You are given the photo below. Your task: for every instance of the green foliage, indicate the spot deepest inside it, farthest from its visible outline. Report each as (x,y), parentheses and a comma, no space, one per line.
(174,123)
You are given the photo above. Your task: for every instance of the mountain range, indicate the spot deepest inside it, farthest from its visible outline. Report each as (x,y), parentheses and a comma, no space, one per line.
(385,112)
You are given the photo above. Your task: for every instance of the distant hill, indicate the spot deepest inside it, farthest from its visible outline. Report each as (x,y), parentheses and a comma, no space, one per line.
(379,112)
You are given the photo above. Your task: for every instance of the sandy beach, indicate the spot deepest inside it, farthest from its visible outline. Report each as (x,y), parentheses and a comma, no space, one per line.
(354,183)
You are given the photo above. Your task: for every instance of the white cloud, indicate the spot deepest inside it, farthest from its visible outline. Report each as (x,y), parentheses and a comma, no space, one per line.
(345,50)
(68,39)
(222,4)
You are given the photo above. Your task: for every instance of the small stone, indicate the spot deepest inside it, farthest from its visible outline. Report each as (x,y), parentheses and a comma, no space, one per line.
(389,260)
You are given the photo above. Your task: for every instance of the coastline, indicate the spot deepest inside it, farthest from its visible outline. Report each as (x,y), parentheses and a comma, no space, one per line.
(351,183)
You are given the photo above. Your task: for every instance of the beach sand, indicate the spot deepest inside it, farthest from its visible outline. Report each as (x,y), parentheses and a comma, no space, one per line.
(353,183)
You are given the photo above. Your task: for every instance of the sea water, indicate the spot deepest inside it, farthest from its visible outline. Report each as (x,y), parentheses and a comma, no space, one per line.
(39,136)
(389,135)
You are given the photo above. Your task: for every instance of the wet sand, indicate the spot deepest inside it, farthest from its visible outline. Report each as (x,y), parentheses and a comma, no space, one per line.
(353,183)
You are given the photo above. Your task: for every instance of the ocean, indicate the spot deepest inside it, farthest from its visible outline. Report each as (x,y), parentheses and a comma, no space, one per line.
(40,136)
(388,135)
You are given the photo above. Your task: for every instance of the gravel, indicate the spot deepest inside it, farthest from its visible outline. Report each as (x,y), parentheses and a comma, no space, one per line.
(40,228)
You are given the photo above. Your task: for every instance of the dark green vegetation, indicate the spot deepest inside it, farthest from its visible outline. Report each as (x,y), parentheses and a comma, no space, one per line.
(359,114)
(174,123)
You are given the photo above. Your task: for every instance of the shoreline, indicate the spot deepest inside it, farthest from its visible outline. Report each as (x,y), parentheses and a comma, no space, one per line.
----------
WORK TO COMPLETE
Set down the data exactly.

WRITTEN ANSWER
You are given the photo below. Your task: for every instance of the green foliage, indicate the spot deepest inside it, farthest from its visible outline. Report each as (x,y), parentheses and a comma, no space, one per line.
(174,123)
You are given the photo above. Your task: for every instance of the mountain range, indicate the spot deepest inside it, farthest from its visible outline. Report each as (x,y), parentheses and a comma, no space, one per line.
(385,112)
You are given the photo above. Your task: for every instance of the distant hill, indicate the spot deepest inside it, farthest from its visible outline. Report each as (x,y), parentheses and a comma, no space, one per line.
(379,112)
You are given the photo above. Your task: for every instance of the sandy beach, indicate the spot deepest inside it, farthest from its visible outline. Report each as (x,y), parentheses and a comma, no space, one per line.
(354,183)
You are given the photo above. Your task: for every instance of the white cloud, indicate the spot deepest inside it, farthest from its visible outline. Report each as (x,y), parentheses and a comma, no space, one per line.
(345,50)
(68,39)
(222,4)
You are given the photo above. Your task: for every instance of the small stone, indicate the spot deepest inside it, farthest from its visible outline. Report each as (x,y), parentheses and a comma, no space, one per line.
(389,260)
You are given the photo above. Your task: for every instance of the coastline, indicate the spot deepest inside it, farthest from its visible outline. Report each as (x,y), parentheses and a comma, no space, one per line.
(351,183)
You are given the photo above. Your task: for every instance of the beach sand, indicate the spot deepest inside it, farthest from its visible outline. Report each as (x,y), parentheses and a comma, no space, one per line.
(353,183)
You are given the photo above. Your task: for every instance of the sea water, indicate the spot deepest inside it, farthest from its visible outline. Report each as (x,y), parentheses and a comma, no space, one per line.
(39,136)
(389,135)
You are given the photo above. Your task: for every instance of the wet sand, indicate the spot deepest inside it, farthest from its visible outline. Report each as (x,y), parentheses and a comma, no space, one per line.
(353,183)
You are given the photo above. Your task: for every instance of the ocean, indicate the spot deepest inside it, farthest from its visible outline. Report each as (x,y), parentheses and a comma, no space, one per line.
(40,136)
(388,135)
You are given the photo above. Your task: for every instance of the gravel, indicate the spot deepest inside it, farthest from its visible outline. Report each as (x,y), parentheses and a comma, no space, one per line.
(40,228)
You are given the photo above. Your task: for every instance of the dark green vegetation, indicate the spot deepest inside it, farthest from its visible outline. Report each as (x,y), parentheses and a comma, no space, one per line.
(359,114)
(174,123)
You are given the photo above. Your task: for every instance of the shoreline, indicate the spot deepest inside it, farthest from its visible outline. Report each as (x,y), parentheses and a comma, no space, one per line.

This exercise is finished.